Excerto do texto:
Ora, da análise do disposto nas referidas Convenções em matéria de fiscalidade, resulta que as mesmas conferem isenções, essencialmente, a agentes diplomáticos e seus familiares, bem como a membros dos postos consulares que não sejam nacionais nem residentes permanentes do Estado receptor – cfr. artigos 1º, 34º e 37º da Convenção de Viena sobre Relações Diplomáticas e artigos 1º, 49º, 66º e 71º da Convenção de Viena sobre Relações Consulares


Quanto aos trabalhadores ao serviço das missões diplomáticas e dos postos consulares estrangeiros, – aí incluído o respectivo pessoal administrativo e técnico, bem como o pessoal do serviço doméstico -, apenas beneficiarão de isenção de impostos (nomeadamente sobre o rendimento) aqueles trabalhadores que não sejam nacionais do Estado acreditador ou receptor, nem nele tenham residência permanente.


É precisamente porque das citadas Convenções de Viena não resultam, directamente, quaisquer isenções de tributação em impostos sobre o rendimento para os trabalhadores ao serviço das missões diplomáticas e postos consulares estrangeiros que sejam residentes e nacionais do Estado acreditador ou receptor, que a isenção de IRS pretendida pelos Reclamantes lhes vem sendo recusada. Por isso e porque a administração tributária entende, por um lado, que o “direito internacional aplicável” referido no artigo 35º do EBF se esgota nestas Convenções e, por outro lado, que só a existência de um acordo formal de reciprocidade permite considerar preenchido o segundo requisito constante do citado artigo 35º: a existência de reciprocidade.


Creio que o que acima ficou dito acerca das fontes de direito internacional e acerca das noções de acordo, tratado ou convenção revela já um primeiro aspecto da incorrecção desta posição da administração tributária.

Tarefa proposta:
No texto sobre isenções fiscais, que requisito do artigo 35º do EBF a administração tributária só considera preenchido com a existência de um acordo formal?

Registos de indicação e etiquetagem

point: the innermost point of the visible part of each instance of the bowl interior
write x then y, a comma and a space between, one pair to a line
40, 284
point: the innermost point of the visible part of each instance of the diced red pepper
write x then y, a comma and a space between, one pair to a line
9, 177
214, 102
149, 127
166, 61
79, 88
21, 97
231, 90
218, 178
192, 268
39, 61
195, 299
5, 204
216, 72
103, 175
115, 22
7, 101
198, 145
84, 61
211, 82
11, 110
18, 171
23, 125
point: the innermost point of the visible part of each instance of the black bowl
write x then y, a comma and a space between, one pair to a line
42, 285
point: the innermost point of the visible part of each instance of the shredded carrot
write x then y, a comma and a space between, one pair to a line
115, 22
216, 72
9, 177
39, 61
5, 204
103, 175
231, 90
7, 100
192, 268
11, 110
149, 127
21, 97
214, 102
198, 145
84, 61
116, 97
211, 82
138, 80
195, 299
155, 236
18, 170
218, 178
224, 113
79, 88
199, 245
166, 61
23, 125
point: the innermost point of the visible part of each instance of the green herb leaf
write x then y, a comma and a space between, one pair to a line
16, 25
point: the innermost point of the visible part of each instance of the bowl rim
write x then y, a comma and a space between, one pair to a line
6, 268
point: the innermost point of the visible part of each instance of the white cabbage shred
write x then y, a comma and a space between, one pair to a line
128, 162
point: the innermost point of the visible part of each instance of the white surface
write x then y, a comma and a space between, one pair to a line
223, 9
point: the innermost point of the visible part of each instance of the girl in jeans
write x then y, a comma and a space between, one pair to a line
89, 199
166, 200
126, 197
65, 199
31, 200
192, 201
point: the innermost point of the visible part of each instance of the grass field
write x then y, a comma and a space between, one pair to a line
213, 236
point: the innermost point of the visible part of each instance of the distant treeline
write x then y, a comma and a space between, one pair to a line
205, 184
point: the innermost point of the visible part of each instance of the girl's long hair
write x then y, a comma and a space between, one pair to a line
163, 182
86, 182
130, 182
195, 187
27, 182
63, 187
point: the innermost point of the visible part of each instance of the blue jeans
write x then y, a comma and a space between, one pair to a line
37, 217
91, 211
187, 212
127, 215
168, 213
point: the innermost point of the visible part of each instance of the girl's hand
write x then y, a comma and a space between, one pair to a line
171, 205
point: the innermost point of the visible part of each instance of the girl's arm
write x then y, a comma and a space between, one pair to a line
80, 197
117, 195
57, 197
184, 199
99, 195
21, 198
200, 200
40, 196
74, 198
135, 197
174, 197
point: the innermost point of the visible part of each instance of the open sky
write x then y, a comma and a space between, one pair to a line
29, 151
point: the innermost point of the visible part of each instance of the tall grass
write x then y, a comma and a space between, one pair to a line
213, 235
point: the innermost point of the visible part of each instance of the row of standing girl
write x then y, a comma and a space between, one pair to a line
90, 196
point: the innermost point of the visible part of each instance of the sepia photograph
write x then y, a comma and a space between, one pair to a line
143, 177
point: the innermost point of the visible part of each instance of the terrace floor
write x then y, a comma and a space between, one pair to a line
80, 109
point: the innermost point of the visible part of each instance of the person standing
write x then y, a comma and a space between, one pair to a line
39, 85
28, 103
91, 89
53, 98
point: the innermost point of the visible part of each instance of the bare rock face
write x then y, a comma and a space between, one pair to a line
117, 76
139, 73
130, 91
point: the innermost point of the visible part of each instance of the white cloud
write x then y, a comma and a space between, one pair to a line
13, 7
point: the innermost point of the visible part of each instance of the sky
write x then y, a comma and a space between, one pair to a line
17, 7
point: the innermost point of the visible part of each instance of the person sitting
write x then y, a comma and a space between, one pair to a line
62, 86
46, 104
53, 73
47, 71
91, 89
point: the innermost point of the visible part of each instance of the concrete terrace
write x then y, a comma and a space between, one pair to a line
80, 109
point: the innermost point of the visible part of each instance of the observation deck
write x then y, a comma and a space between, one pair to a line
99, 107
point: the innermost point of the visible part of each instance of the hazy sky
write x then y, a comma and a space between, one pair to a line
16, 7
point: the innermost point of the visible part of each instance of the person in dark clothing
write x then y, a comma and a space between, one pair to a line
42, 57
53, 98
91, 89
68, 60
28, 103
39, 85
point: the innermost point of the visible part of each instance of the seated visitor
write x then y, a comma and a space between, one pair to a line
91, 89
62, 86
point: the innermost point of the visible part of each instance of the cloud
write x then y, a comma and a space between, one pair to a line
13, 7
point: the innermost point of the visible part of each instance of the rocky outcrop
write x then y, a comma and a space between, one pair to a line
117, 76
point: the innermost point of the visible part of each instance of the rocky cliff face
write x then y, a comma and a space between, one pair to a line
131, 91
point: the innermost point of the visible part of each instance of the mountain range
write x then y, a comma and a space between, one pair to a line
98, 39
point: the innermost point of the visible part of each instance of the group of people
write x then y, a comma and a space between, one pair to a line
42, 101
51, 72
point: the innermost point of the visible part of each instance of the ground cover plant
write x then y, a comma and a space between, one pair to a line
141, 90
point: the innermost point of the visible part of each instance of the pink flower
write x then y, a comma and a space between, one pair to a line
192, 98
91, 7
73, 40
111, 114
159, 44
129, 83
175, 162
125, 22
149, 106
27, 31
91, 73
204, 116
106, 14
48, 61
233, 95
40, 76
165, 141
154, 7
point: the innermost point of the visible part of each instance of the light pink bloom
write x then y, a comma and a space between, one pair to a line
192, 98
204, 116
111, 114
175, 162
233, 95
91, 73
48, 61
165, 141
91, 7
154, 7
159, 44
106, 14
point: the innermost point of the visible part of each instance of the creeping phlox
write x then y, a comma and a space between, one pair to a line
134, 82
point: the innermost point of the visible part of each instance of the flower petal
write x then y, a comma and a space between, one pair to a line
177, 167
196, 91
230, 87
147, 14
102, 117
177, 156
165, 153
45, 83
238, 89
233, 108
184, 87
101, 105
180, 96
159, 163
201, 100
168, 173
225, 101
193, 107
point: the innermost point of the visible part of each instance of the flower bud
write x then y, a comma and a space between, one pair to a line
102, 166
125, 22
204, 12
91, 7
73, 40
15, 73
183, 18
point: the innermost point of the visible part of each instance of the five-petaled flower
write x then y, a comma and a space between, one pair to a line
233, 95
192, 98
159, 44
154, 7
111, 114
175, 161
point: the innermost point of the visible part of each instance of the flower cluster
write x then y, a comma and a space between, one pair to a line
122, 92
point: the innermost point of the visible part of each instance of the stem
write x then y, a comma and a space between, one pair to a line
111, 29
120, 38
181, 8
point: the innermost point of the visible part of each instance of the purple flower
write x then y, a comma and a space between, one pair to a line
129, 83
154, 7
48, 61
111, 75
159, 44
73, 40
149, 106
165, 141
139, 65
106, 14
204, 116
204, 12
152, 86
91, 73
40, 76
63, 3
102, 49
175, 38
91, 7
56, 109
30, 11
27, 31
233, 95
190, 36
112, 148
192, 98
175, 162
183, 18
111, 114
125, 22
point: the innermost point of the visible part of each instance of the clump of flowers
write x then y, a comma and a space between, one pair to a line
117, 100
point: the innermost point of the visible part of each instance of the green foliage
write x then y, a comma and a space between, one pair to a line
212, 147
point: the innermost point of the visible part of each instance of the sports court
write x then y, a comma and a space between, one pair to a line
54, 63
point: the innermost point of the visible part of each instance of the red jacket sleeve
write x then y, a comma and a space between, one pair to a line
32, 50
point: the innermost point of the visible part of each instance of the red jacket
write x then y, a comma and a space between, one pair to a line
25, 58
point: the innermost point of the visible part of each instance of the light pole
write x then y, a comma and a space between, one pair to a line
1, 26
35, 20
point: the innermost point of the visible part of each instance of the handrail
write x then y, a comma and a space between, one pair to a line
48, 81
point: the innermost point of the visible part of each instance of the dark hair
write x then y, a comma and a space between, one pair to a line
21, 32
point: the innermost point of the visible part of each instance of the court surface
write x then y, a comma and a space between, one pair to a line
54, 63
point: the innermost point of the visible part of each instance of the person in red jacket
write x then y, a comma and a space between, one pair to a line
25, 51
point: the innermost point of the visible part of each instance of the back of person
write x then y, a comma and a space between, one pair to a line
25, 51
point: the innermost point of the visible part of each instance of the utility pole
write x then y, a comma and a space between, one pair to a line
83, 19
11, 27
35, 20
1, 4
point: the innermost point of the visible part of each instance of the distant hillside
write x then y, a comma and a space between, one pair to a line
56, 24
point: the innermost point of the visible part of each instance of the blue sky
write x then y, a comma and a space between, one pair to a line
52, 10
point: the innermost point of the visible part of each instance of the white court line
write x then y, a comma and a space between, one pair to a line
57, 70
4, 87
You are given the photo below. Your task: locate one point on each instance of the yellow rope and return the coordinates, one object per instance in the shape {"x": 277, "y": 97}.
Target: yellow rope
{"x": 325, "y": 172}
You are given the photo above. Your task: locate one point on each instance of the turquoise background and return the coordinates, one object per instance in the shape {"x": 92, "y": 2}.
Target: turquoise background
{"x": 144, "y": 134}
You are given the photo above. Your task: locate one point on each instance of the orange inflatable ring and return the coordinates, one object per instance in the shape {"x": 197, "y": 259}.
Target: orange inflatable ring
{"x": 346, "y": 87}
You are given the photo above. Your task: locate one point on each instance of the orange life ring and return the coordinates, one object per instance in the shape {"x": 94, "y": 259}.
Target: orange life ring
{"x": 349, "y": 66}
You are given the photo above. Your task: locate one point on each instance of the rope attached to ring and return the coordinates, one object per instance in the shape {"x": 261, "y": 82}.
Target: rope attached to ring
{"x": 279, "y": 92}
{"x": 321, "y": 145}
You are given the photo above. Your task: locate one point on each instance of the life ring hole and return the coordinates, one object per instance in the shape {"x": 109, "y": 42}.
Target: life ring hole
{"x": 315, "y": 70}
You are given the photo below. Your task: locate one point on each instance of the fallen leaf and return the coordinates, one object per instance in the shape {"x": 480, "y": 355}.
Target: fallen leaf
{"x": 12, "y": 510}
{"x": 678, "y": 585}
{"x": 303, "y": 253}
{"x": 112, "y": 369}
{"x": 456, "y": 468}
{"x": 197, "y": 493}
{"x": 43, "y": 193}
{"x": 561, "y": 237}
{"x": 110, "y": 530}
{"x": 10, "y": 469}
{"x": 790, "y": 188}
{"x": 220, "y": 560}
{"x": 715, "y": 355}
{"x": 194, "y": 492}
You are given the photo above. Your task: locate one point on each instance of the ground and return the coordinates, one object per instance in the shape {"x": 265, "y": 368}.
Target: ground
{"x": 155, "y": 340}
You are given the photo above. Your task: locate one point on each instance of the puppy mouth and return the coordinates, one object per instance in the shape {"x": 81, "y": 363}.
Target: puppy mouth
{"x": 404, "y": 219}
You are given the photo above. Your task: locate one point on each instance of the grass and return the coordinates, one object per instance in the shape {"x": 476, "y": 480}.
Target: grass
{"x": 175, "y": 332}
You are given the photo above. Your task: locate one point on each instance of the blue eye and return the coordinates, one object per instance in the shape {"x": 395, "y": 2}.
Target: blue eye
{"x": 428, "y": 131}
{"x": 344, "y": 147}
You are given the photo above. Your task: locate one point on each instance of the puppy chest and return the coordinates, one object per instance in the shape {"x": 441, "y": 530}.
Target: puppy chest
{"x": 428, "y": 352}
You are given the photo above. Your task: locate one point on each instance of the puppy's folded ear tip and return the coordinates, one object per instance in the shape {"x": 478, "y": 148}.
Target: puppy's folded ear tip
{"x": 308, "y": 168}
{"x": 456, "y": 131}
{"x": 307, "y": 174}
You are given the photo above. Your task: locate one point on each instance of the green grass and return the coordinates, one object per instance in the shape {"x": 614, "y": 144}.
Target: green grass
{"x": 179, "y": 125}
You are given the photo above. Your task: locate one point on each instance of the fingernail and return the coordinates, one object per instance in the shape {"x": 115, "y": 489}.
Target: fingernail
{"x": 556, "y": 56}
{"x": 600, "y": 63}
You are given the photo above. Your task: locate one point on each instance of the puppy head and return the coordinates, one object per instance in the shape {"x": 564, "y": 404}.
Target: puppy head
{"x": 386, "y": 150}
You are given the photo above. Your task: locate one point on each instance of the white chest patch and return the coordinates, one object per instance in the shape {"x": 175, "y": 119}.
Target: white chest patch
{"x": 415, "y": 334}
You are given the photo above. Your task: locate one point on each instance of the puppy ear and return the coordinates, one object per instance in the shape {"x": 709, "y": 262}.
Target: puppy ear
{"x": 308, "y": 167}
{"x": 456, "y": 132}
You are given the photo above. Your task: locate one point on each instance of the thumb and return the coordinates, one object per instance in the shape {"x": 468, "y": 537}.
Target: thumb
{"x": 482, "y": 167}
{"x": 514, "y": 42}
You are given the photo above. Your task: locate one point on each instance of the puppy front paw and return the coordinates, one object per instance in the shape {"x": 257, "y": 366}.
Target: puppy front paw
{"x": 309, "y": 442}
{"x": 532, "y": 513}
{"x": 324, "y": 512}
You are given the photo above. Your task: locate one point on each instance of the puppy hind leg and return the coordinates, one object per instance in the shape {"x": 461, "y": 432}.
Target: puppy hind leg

Resposta ao exercício:
A existência de reciprocidade.